→ **Exercise directions**:
Quote exactly, and only, the lines from the one with "In this exercise you will pick out the steep" through the end of the listing.

→ **Source data**:
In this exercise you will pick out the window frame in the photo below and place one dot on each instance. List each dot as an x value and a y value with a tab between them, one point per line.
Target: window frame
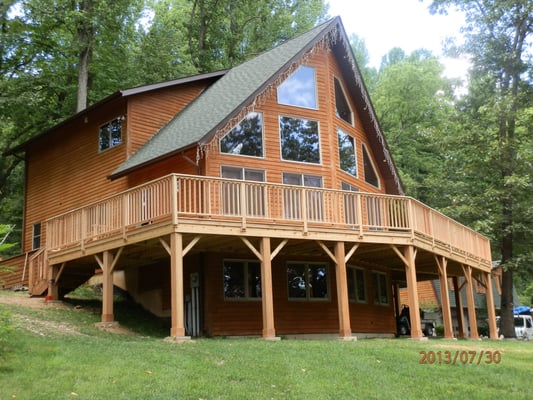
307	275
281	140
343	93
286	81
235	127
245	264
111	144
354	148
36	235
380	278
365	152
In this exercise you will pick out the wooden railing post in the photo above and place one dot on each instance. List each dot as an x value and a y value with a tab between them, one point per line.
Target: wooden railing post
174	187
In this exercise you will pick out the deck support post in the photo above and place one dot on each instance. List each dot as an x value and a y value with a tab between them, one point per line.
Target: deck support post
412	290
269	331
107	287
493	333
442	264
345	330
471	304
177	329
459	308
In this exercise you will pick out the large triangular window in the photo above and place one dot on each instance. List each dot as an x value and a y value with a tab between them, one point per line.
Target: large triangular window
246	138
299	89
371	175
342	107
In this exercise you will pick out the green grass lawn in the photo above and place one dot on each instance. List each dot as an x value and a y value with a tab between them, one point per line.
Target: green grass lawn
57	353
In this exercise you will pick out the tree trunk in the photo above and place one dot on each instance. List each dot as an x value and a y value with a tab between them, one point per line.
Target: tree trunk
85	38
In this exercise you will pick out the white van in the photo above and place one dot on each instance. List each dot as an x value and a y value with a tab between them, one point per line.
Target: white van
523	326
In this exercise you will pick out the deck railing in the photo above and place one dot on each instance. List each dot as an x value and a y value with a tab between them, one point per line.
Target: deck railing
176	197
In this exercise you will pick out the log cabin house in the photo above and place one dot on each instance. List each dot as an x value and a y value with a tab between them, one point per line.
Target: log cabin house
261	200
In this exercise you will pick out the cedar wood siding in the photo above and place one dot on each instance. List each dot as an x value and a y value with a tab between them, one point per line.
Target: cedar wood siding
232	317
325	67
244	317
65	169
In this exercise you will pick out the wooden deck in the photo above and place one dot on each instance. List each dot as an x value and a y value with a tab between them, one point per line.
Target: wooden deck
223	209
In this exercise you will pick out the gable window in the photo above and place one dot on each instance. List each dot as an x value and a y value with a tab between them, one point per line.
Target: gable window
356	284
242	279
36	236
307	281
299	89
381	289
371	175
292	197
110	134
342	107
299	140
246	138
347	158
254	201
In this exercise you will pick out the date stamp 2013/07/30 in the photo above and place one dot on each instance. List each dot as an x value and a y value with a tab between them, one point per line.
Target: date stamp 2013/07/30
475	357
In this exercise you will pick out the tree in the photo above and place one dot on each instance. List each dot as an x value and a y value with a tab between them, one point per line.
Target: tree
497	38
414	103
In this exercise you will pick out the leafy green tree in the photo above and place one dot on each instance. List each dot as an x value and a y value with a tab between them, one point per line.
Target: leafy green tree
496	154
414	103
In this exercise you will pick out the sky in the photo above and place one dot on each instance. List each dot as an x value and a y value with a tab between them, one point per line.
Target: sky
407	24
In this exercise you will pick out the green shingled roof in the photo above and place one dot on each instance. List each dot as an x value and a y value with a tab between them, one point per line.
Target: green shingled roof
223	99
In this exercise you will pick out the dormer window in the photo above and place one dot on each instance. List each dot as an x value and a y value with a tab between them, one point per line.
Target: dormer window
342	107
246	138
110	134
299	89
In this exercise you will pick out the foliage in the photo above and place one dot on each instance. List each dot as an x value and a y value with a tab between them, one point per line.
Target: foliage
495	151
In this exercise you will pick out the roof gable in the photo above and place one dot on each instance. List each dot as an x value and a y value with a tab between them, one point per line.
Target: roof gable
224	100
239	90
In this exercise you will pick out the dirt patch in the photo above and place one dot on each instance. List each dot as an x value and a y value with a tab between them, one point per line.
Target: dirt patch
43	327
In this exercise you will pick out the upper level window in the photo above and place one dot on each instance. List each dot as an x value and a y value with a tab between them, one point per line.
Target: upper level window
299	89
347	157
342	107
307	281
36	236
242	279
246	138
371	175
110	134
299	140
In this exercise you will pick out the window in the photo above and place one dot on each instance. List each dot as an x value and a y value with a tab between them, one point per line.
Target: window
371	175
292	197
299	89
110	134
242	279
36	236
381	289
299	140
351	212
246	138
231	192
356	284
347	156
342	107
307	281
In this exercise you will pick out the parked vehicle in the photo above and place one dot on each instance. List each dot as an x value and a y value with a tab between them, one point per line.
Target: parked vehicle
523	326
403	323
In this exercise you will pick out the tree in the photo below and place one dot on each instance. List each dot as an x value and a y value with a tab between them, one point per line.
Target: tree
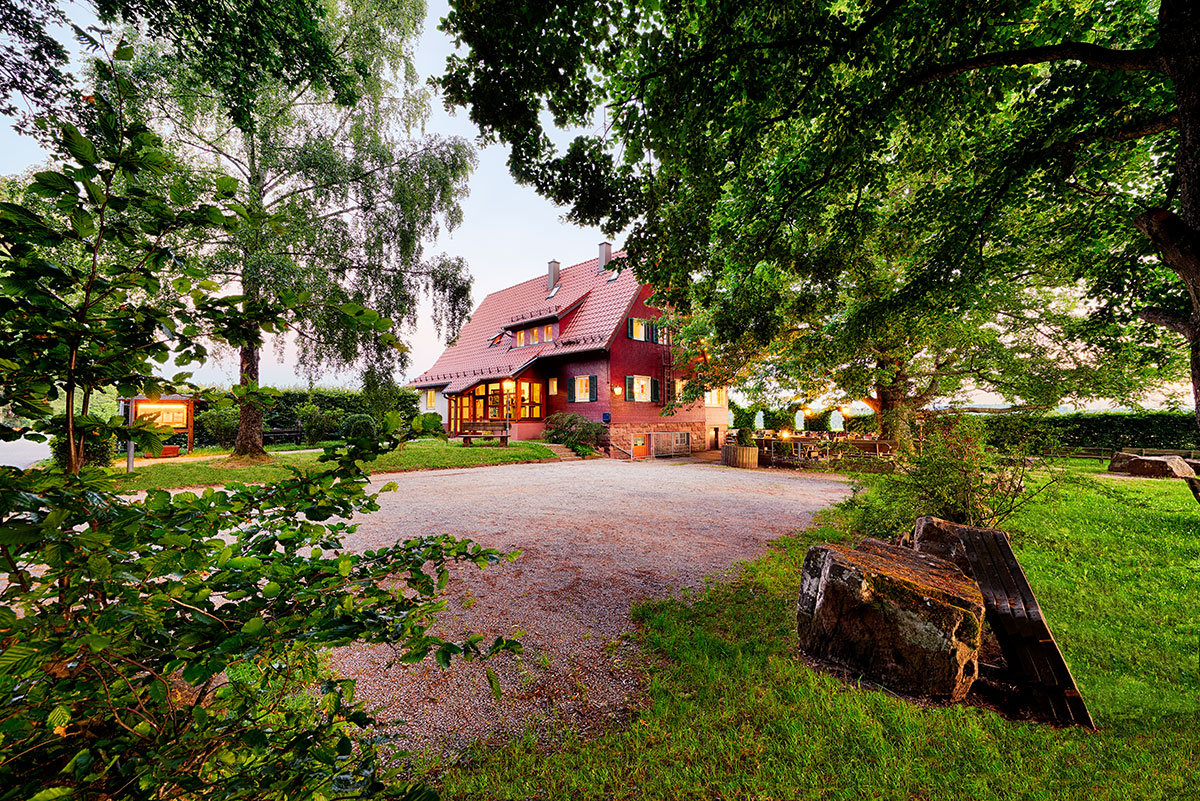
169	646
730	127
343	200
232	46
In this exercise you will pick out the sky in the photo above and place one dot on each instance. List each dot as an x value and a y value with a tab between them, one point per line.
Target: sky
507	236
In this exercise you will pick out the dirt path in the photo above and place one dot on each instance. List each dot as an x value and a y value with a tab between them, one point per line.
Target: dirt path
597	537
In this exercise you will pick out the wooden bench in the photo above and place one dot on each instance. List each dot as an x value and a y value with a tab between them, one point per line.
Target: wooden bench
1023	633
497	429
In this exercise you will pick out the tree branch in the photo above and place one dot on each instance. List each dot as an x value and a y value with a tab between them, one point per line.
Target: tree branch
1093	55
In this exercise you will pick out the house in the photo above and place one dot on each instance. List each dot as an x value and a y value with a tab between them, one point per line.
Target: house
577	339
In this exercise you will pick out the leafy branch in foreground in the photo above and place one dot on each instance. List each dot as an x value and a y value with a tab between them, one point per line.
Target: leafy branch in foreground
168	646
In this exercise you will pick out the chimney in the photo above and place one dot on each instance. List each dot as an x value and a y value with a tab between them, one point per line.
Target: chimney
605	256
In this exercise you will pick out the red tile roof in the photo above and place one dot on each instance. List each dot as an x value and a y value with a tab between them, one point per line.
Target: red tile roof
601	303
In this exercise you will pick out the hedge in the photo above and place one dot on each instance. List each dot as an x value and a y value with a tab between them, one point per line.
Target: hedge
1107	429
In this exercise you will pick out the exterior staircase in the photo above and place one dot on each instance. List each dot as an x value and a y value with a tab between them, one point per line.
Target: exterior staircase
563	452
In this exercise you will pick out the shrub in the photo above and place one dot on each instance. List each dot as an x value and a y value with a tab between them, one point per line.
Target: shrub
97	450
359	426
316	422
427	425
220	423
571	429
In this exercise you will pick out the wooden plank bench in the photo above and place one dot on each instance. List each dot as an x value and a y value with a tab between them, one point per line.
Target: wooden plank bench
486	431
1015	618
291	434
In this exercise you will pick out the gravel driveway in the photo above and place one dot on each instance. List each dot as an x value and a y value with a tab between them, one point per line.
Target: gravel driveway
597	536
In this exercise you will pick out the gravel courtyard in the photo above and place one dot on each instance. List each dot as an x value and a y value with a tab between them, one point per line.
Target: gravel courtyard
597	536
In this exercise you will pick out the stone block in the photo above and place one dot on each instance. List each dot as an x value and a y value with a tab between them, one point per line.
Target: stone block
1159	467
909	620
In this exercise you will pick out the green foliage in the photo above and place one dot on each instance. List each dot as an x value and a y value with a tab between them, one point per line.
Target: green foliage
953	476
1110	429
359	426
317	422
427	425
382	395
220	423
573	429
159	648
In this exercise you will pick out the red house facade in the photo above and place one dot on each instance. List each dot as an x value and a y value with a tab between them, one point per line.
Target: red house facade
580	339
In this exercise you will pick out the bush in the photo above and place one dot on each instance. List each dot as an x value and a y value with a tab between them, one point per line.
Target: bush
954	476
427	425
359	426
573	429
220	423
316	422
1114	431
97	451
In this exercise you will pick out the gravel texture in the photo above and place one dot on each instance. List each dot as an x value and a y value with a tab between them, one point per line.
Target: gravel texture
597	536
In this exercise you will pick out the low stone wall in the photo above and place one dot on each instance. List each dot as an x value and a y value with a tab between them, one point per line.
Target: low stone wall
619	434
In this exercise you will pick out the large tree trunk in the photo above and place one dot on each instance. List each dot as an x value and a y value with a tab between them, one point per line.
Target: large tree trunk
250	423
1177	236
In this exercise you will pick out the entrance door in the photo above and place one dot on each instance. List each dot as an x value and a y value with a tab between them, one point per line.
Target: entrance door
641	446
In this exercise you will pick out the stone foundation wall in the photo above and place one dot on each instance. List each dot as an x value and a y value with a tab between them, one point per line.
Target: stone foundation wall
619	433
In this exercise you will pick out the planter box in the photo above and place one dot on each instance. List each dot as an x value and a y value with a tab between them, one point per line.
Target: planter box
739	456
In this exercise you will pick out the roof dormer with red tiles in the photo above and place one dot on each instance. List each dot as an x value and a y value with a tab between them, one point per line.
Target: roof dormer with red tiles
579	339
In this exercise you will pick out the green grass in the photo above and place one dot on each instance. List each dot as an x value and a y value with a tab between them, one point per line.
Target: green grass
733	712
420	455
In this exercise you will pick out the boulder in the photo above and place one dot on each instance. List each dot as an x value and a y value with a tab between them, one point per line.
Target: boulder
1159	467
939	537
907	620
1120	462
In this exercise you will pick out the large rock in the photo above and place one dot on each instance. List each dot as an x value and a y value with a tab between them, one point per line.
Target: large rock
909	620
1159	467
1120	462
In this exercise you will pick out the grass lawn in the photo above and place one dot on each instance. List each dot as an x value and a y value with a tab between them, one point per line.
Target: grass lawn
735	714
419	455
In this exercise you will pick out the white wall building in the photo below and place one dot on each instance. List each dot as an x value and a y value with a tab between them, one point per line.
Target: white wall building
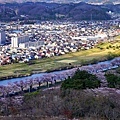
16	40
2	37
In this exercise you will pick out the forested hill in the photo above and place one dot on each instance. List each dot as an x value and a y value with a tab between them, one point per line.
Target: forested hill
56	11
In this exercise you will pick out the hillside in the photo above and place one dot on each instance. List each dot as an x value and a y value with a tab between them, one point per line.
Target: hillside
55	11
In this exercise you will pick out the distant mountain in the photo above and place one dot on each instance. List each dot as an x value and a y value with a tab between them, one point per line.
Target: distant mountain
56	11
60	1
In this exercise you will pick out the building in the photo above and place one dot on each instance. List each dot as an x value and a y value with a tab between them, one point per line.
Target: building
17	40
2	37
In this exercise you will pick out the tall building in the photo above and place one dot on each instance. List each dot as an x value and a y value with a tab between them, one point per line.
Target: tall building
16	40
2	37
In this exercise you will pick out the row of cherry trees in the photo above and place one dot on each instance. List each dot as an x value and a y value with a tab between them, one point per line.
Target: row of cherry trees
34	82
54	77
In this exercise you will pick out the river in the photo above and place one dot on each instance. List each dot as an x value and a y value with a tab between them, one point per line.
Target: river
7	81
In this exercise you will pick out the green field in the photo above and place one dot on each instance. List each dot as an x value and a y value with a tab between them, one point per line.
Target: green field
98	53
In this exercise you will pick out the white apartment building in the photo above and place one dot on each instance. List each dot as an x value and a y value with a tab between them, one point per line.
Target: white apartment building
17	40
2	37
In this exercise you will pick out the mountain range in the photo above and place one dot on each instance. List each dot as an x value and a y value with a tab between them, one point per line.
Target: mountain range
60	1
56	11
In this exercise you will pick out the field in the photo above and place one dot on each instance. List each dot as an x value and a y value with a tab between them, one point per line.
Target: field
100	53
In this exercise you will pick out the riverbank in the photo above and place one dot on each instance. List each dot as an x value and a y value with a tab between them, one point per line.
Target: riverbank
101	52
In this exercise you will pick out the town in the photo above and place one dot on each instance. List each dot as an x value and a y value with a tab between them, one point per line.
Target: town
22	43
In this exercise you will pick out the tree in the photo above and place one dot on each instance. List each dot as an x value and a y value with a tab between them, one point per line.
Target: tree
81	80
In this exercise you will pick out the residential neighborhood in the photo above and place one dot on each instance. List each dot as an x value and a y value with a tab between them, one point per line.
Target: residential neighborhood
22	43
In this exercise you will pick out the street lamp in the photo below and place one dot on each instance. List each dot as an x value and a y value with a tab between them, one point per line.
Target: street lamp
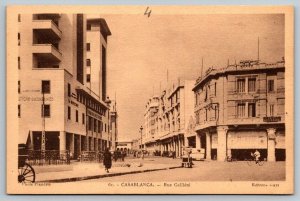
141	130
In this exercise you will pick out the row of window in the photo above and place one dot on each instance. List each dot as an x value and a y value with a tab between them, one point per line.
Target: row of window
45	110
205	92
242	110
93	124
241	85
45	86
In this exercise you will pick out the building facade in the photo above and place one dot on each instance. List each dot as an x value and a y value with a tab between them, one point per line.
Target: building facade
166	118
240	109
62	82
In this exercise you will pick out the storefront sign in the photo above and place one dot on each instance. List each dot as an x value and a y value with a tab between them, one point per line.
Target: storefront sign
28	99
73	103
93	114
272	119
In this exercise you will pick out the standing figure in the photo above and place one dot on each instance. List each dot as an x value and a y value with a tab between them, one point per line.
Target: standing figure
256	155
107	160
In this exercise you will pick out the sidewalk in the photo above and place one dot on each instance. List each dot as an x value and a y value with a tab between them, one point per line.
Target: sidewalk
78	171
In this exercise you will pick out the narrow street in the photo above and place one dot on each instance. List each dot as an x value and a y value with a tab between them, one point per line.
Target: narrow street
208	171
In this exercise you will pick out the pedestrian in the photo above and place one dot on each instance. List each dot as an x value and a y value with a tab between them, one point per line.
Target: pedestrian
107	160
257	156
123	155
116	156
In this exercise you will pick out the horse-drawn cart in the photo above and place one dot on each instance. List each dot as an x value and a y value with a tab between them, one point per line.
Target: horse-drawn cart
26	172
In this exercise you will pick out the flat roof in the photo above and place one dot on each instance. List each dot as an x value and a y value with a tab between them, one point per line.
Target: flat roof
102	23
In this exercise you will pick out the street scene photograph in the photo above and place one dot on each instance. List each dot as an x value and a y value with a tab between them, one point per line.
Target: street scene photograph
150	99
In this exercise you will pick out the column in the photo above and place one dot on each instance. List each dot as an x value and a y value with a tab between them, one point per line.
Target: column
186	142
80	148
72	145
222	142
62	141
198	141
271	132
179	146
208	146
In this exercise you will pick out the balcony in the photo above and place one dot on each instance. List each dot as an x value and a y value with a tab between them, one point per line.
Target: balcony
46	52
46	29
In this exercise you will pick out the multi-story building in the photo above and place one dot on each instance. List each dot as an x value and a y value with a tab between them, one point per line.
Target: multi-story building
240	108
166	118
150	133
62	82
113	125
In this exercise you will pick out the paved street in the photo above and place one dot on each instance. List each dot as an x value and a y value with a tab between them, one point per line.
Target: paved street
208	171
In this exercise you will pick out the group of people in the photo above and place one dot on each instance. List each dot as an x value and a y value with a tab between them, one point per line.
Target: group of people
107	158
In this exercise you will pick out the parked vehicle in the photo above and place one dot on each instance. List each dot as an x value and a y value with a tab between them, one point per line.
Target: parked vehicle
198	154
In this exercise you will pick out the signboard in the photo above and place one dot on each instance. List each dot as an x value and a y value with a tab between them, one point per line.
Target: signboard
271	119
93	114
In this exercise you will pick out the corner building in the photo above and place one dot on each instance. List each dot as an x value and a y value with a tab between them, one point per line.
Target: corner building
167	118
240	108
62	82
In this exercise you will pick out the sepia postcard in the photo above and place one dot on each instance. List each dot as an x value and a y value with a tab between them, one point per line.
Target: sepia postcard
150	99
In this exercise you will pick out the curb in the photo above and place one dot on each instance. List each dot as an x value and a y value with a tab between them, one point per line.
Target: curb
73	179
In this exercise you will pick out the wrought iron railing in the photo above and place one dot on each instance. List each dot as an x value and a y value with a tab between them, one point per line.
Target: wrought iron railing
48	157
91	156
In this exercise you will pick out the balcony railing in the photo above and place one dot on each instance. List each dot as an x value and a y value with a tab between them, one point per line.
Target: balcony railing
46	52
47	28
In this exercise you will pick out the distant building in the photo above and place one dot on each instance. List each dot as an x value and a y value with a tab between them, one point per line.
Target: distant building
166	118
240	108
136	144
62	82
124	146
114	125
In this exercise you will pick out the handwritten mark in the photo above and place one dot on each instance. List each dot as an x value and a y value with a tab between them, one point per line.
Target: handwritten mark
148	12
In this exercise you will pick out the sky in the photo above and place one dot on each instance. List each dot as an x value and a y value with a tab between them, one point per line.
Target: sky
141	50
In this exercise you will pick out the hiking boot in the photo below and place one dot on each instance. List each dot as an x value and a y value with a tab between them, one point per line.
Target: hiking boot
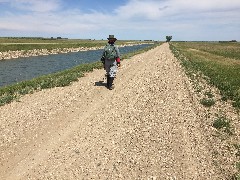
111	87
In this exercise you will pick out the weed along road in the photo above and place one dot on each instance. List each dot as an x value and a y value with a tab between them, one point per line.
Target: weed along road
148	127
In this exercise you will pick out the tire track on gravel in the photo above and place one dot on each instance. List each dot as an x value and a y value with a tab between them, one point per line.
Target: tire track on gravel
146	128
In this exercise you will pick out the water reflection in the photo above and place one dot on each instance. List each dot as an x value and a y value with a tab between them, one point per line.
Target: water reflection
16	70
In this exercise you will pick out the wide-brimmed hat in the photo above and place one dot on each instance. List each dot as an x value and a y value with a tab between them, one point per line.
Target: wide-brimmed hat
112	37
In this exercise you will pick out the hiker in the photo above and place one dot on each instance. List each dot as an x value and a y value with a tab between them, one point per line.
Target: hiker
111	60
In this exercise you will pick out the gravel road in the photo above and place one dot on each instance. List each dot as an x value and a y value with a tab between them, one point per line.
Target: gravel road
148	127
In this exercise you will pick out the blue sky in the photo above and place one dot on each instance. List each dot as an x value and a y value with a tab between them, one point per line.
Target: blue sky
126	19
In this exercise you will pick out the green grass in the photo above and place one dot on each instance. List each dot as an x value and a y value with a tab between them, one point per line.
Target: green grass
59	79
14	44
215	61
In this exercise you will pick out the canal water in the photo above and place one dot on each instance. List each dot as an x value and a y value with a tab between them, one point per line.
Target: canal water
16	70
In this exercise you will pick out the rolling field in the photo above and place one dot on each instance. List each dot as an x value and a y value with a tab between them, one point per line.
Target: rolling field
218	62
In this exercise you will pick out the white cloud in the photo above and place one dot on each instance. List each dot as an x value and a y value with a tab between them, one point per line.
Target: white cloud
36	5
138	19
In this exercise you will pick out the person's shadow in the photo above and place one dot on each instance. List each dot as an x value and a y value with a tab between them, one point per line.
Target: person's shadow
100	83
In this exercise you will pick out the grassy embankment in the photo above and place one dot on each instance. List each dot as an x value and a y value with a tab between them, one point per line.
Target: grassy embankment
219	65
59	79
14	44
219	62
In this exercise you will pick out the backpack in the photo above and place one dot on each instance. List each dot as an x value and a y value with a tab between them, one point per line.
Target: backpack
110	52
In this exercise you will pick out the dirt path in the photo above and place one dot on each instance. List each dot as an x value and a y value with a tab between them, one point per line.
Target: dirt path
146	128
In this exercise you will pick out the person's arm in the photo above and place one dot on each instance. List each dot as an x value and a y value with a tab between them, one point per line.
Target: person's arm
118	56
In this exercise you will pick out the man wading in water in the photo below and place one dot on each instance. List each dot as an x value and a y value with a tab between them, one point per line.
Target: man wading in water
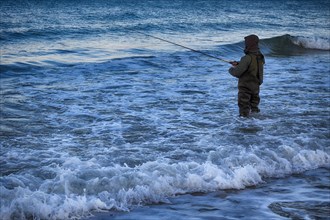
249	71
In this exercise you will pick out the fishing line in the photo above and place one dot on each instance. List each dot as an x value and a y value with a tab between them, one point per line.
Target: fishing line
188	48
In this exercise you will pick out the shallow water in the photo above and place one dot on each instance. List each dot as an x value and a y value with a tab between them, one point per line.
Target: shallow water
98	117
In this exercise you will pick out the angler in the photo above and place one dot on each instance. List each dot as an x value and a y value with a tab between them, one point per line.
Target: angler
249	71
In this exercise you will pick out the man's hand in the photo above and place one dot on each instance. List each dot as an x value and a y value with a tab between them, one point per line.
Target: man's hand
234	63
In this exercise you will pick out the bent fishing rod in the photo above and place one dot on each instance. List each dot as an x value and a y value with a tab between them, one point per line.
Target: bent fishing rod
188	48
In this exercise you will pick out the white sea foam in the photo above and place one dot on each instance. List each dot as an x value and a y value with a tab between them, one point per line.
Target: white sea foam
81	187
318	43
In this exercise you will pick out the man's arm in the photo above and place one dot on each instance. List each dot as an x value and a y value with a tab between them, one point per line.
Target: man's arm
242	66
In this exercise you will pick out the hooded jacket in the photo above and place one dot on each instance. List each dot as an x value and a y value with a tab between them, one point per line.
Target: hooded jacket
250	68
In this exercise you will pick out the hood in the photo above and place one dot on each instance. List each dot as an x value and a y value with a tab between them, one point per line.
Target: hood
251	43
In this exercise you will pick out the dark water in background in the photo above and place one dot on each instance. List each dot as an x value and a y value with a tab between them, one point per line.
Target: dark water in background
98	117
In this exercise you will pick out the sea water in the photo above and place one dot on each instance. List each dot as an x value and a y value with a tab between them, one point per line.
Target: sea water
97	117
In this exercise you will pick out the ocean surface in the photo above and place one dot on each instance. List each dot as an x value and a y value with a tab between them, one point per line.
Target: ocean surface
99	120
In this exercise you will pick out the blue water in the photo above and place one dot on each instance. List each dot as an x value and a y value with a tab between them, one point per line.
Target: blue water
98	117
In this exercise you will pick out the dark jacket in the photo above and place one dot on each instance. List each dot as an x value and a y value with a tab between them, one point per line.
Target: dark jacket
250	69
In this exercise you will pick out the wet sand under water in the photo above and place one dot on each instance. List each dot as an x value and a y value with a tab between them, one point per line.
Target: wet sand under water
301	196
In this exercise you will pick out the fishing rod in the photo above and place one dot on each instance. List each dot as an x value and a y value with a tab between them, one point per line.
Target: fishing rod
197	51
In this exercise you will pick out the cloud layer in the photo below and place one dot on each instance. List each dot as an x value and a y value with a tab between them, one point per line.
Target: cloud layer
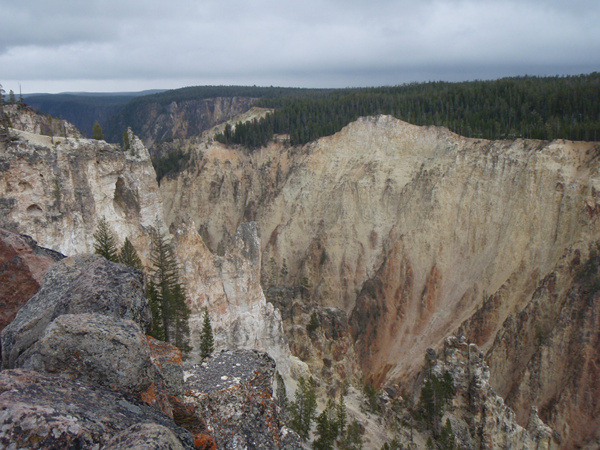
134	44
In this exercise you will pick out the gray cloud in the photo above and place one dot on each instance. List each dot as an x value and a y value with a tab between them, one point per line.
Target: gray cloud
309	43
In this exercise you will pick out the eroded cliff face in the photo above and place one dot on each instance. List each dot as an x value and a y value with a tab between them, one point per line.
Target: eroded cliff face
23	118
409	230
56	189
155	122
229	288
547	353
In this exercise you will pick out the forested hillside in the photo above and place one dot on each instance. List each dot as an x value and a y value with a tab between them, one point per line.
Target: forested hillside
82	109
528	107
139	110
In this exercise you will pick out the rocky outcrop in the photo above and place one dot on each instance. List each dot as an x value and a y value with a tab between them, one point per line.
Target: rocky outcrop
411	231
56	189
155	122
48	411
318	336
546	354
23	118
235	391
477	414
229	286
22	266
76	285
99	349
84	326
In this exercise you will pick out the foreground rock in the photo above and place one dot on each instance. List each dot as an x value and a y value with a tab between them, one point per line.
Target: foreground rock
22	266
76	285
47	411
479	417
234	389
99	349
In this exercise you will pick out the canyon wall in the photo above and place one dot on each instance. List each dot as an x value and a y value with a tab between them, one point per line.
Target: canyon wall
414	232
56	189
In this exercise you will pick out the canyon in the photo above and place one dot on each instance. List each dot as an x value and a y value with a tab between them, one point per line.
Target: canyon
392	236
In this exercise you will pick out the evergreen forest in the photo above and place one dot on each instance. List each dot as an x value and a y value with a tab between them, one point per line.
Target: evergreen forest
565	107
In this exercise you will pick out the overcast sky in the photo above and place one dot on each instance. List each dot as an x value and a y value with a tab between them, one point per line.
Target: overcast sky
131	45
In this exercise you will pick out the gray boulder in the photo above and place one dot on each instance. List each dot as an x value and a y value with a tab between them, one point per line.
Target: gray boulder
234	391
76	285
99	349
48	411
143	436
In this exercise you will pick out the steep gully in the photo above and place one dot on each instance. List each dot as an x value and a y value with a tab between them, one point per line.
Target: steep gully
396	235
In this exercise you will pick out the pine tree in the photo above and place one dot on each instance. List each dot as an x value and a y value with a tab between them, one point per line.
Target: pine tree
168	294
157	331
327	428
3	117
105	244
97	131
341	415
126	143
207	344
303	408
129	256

→ **Exercise solution**:
In this exercise you will pick out the steep gully in the photo above and place one dot on each instance. List each dot as an x value and a y value with a tab between them, one point per line.
Target: steep gully
396	235
In this exercise you will pick out the pine tree in the photo above and place one dot on each instance. List each dot as an x value and a y value with a tab between them, one point per line.
Target: pine tree
168	294
157	331
327	428
3	117
105	244
97	131
341	415
126	143
207	344
303	408
129	256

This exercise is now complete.